**To be done:**
Please convert every line of the records below into a JSON list of strings, one string per line, skipping blank lines. Leave the pictures out of your answer.
>> START Input
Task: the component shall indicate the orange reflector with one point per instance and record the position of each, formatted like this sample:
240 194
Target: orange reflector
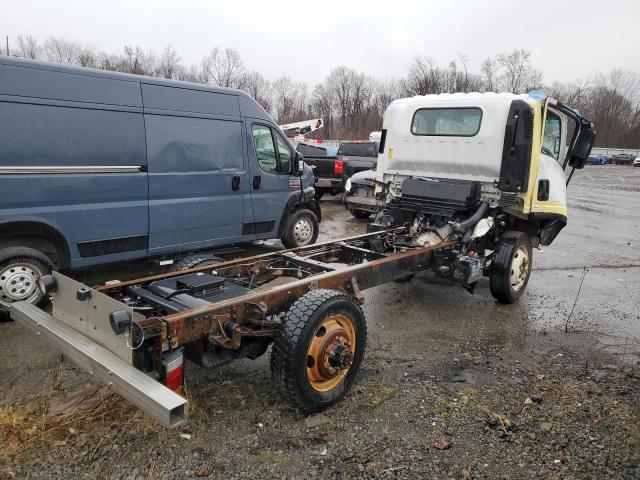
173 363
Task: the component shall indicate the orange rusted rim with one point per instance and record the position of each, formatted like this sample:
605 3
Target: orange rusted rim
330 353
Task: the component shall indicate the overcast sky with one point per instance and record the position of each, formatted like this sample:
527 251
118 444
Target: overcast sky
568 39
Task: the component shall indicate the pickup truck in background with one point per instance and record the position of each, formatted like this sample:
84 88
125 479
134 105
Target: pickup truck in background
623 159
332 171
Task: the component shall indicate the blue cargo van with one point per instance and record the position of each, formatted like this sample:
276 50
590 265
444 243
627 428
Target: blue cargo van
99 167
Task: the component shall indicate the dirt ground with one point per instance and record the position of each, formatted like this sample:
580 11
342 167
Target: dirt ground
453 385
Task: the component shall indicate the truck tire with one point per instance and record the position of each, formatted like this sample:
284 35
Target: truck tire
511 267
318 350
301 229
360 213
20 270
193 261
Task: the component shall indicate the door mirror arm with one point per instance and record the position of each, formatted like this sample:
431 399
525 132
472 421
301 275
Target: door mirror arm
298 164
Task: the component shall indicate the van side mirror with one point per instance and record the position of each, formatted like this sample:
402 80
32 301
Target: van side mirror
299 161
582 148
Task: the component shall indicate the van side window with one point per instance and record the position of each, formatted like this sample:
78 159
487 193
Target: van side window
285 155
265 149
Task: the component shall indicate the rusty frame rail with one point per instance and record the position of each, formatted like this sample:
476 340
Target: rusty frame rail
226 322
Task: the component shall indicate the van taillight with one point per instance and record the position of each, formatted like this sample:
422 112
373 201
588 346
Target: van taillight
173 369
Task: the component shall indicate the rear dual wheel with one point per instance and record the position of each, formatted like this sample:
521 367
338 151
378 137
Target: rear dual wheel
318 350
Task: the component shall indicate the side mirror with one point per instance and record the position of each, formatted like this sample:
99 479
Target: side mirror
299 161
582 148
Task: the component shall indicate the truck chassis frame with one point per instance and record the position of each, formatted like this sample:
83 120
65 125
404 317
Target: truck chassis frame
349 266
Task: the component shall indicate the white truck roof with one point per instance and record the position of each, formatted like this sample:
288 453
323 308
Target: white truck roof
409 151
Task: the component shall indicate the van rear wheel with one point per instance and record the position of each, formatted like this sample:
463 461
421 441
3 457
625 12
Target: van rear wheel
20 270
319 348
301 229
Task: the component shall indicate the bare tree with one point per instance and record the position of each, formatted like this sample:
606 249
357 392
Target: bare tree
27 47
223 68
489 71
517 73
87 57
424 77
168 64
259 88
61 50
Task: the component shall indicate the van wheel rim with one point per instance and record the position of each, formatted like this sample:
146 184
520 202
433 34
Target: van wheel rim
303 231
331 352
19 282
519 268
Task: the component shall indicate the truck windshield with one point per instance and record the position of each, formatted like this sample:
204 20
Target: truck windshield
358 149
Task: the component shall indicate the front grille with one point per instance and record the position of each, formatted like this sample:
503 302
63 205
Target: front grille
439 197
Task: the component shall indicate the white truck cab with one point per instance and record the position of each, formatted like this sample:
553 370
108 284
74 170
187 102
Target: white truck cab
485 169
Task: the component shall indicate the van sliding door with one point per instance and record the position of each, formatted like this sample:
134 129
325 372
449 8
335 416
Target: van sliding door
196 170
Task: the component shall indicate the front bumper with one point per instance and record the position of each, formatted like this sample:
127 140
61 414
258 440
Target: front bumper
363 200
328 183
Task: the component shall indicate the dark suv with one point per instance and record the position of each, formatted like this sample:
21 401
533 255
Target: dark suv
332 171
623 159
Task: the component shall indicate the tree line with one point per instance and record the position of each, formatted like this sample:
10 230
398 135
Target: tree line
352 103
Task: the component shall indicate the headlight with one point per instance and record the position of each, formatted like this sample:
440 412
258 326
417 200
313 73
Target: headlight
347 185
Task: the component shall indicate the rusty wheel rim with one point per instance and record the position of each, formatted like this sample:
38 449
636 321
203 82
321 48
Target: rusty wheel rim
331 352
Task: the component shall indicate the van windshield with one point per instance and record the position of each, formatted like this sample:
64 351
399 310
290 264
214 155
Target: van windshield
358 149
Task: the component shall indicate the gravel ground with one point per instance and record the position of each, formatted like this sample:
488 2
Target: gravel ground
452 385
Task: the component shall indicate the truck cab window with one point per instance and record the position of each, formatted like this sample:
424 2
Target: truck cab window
>> END Input
**Task solution:**
[
  "Task: the component shall indicate the orange reflector with one point per instance and record the position of each, formatted like this sample:",
  "240 194",
  "Target: orange reflector",
  "173 363",
  "Task: the component shall indicate the orange rusted rim with one point per instance and record the position of each, formatted like this sample:",
  "605 3",
  "Target: orange rusted rim",
  "330 353",
  "Task: the component shall indicate the overcast sky with one point per instance and record the position of each, formatted like this sample:",
  "527 251",
  "118 444",
  "Target: overcast sky",
  "568 39",
  "Task: the component shall indicate the pickup truck in background with one point per instance and record the position of each, formatted like this sample:",
  "84 88",
  "125 479",
  "134 105",
  "Target: pickup truck in background",
  "623 159",
  "332 171",
  "Task: the component shall indicate the blue cargo van with one point per instance and record the position of each, formatted like this sample:",
  "276 50",
  "590 265",
  "444 243",
  "627 428",
  "Target: blue cargo van",
  "99 167",
  "Task: the component shall indicate the dirt ground with one point per instance and record the position of each, formatted like this sample:",
  "580 11",
  "342 167",
  "Target: dirt ground",
  "453 385",
  "Task: the component shall indicate the truck tire with one point per instance and record the position of each, formatted like this sample:",
  "284 35",
  "Target: truck tire",
  "511 267",
  "318 350",
  "301 229",
  "360 213",
  "20 270",
  "193 261",
  "Task: the component shall indicate the door mirror arm with one point per instance and record the position of each, formatted like this sample:",
  "431 399",
  "525 132",
  "472 421",
  "301 275",
  "Target: door mirror arm",
  "298 164",
  "Task: the component shall indicate the van side mirror with one point per instance and record the position of each, formatted like this sample:",
  "402 80",
  "32 301",
  "Target: van side mirror",
  "299 161",
  "582 148",
  "Task: the component shall indicate the van side window with one point per instance and record the position of each, formatted like this sample:",
  "78 159",
  "487 193",
  "Target: van side window",
  "285 155",
  "265 149",
  "Task: the component shall indicate the rusty frame rail with one point per instance and record the position of each, formatted like this sample:",
  "476 340",
  "Target: rusty frame rail",
  "226 322",
  "Task: the component shall indicate the van taillight with one point per instance and record the position of each, formatted like this sample:",
  "422 112",
  "373 201",
  "588 346",
  "Target: van taillight",
  "173 369",
  "Task: the component shall indicate the rear dual wheel with one point per instance and record the position of each, formatted like this sample:",
  "521 367",
  "338 151",
  "378 137",
  "Target: rear dual wheel",
  "318 350",
  "Task: the component shall indicate the side mirror with one point per instance and record the position of each, formatted like this sample:",
  "99 479",
  "Target: side mirror",
  "299 161",
  "582 148",
  "Task: the component shall indicate the truck chassis frame with one point per instance and record the position of each, formatted like this sample:",
  "83 120",
  "65 125",
  "404 317",
  "Target: truck chassis frame",
  "349 266",
  "Task: the component shall indicate the white truck roof with one point per instance and record the position of each, formatted like this sample:",
  "288 453",
  "323 308",
  "Target: white truck roof",
  "409 151",
  "Task: the component shall indicate the van rear wheel with one point per instance and record the position of each, formatted like this sample:",
  "463 461",
  "421 441",
  "3 457",
  "625 12",
  "Target: van rear wheel",
  "20 270",
  "319 348",
  "301 229",
  "Task: the component shall indicate the bare tree with one point per instance and record the position of each, formatted like this sample:",
  "606 249",
  "357 392",
  "Target: bare tree",
  "27 47",
  "223 68",
  "489 71",
  "517 73",
  "87 57",
  "424 77",
  "168 64",
  "259 88",
  "61 50",
  "Task: the component shall indicate the van wheel rim with one point per instance and record the position of each, formatted like this sample:",
  "146 184",
  "520 202",
  "433 34",
  "Target: van wheel rim",
  "303 231",
  "331 352",
  "19 282",
  "519 268",
  "Task: the component shall indicate the truck windshield with one point per instance and record the position of each, formatted like this sample:",
  "204 20",
  "Target: truck windshield",
  "358 149",
  "Task: the component shall indicate the front grille with one point per instance and record the position of each, formatted like this sample:",
  "503 302",
  "63 205",
  "Target: front grille",
  "439 197",
  "Task: the component shall indicate the white truck cab with one point per instance and record the position of each, formatted like this sample:",
  "553 370",
  "108 284",
  "74 170",
  "187 102",
  "Target: white truck cab",
  "485 169",
  "Task: the component shall indicate the van sliding door with one point per instance and record the position of each, formatted like this sample:",
  "134 129",
  "325 372",
  "449 8",
  "335 416",
  "Target: van sliding door",
  "196 170",
  "Task: the component shall indicate the front bumper with one point per instance and record the position of each, formatted like this sample:",
  "127 140",
  "61 414",
  "258 440",
  "Target: front bumper",
  "363 200",
  "328 183",
  "Task: the component shall indicate the dark suv with one point per instance and record the position of each, formatted like this sample:",
  "21 401",
  "533 255",
  "Target: dark suv",
  "332 171",
  "623 159",
  "Task: the component shall indicate the tree line with one point per instance and record the position of each, formatted like this sample:",
  "10 230",
  "398 135",
  "Target: tree line",
  "352 103",
  "Task: the component shall indicate the headlight with one point per instance and record the position of each, formatted like this sample:",
  "440 412",
  "258 326",
  "417 200",
  "313 73",
  "Target: headlight",
  "347 185",
  "Task: the component shall indicate the rusty wheel rim with one point per instance and record the position of each, formatted like this sample:",
  "38 449",
  "636 321",
  "203 82",
  "321 48",
  "Target: rusty wheel rim",
  "331 352",
  "Task: the component shall indicate the van windshield with one point per instance and record the position of each, formatted like this sample:",
  "64 351",
  "399 310",
  "290 264",
  "214 155",
  "Target: van windshield",
  "358 149",
  "Task: the component shall indicate the gravel ground with one point per instance and record the position of each, formatted like this sample:",
  "488 2",
  "Target: gravel ground",
  "452 385",
  "Task: the component shall indicate the truck cab window with one point per instance and record the position of each, formatted like this sample:",
  "424 2",
  "Target: truck cab window"
]